EXERCISE
Restate the entries word for word and skip every image.

== DATA RECORDS

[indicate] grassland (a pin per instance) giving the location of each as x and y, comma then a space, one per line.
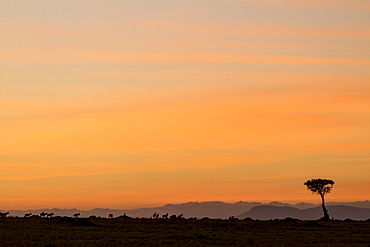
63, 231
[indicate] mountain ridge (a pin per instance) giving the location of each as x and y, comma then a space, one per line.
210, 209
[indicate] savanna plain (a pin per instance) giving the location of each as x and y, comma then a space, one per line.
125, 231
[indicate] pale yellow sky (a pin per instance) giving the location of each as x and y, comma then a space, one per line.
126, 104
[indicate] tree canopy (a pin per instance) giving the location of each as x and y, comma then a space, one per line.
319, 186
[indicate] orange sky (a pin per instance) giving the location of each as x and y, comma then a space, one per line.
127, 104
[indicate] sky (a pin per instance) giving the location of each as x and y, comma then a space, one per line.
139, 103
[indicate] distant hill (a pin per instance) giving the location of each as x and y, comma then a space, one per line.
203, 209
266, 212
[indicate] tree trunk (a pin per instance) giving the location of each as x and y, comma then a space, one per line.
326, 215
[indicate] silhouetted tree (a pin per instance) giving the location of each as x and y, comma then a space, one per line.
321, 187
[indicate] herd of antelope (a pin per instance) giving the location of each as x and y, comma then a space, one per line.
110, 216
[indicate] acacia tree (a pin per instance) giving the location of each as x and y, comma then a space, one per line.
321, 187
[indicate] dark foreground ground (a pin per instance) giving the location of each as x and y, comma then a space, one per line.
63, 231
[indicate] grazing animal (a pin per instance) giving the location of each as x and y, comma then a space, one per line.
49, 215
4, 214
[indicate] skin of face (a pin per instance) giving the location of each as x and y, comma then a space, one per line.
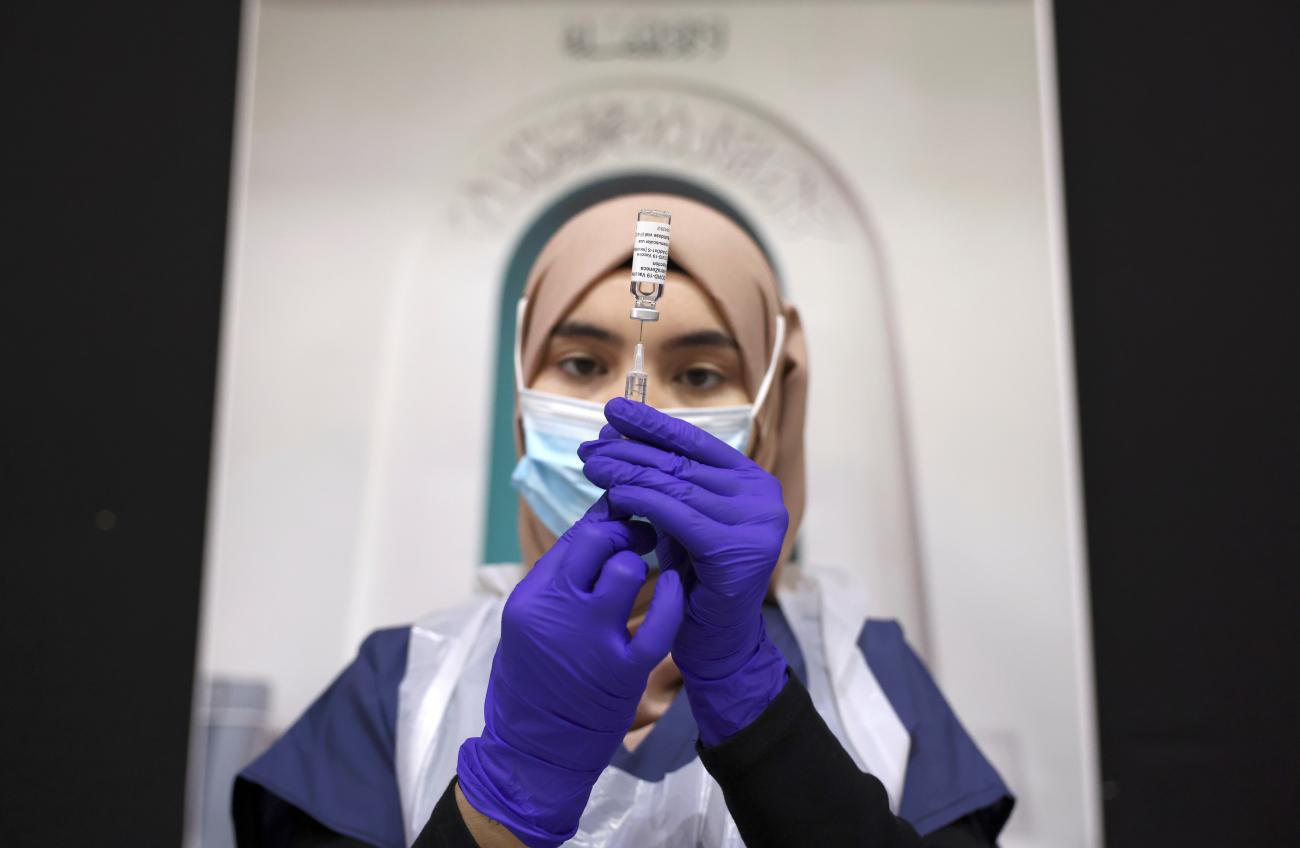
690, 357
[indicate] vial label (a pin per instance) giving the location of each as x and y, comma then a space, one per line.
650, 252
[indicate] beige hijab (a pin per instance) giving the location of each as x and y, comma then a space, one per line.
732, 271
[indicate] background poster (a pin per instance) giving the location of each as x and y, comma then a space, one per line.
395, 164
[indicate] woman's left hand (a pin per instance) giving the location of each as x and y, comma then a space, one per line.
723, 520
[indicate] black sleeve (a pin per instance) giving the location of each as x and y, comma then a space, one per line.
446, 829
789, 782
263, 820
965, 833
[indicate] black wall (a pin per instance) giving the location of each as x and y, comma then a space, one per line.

====

TASK ANSWER
[indicate] grassland (a pin per instance) giving the location of each as x and y, comma then a space, one per line.
63, 231
[indicate] mountain ridge (a pin per instance) giving the location of each as x and y, comma then a space, one per line.
210, 209
[indicate] savanna plain (a pin per instance) giving the location of each as x and y, comma then a space, one per line.
125, 231
[indicate] pale yellow sky (a pin per instance) giving the location of each as x and y, comma then a space, one per line.
126, 104
[indicate] tree canopy (a pin per instance) giving the location of each as x and y, comma then a space, one per line.
319, 186
[indicate] orange sky (a pin per instance) giving the location of each as x and y, comma then a space, one per line.
127, 104
[indicate] sky (a pin per instance) giving the location of each as x and y, comma then a space, one per line.
139, 103
[indicate] distant hill (a pin per instance) giving the location of each as x and y, comma then a space, one per line.
203, 209
266, 212
[indicate] tree trunk (a pin per instance) giving the location of each as x and y, comma then a space, one per line.
326, 215
[indicate] silhouetted tree (a pin per instance) giving the location of each as x and y, comma then a space, one per line.
321, 187
[indicate] herd of antelope (a pin per instance) giving the location of each as x and y, comma then a space, one per line.
110, 216
[indicate] acacia tree (a pin per instance) giving the location of each as x and y, comma then a space, one per line.
321, 187
[indicate] dark foreground ground (a pin per instance) giving the location of each as x and y, comma then a space, one per line.
63, 231
[indicate] grazing animal (a pin per instance) giving the location of each as x and y, comma then a space, one per line.
49, 215
4, 214
[indicate] skin of face (a pin per instance) giving the location of each as x and y, comma then a space, one per line.
690, 357
[indicate] vial label (a pin per instance) giving the location of each as x and y, comma then a space, one per line.
650, 252
[indicate] beige hijab (a pin per instance) giving the location of each as x and y, comma then a space, one per line.
732, 271
[indicate] background poster (a pin per instance) giving the location of each as x and y, comma then a space, one per line.
395, 164
[indicate] woman's left hand (a pin per instance) giving the location of each as x and y, comma then a space, one per line.
723, 520
[indicate] black sleeve (a pin per instance) giving the location of each as x and y, comma then a space, one per line.
446, 829
789, 782
263, 820
965, 833
[indicate] black wall (a pin per instance) giving the location of each as x and y, comma then a space, one per line.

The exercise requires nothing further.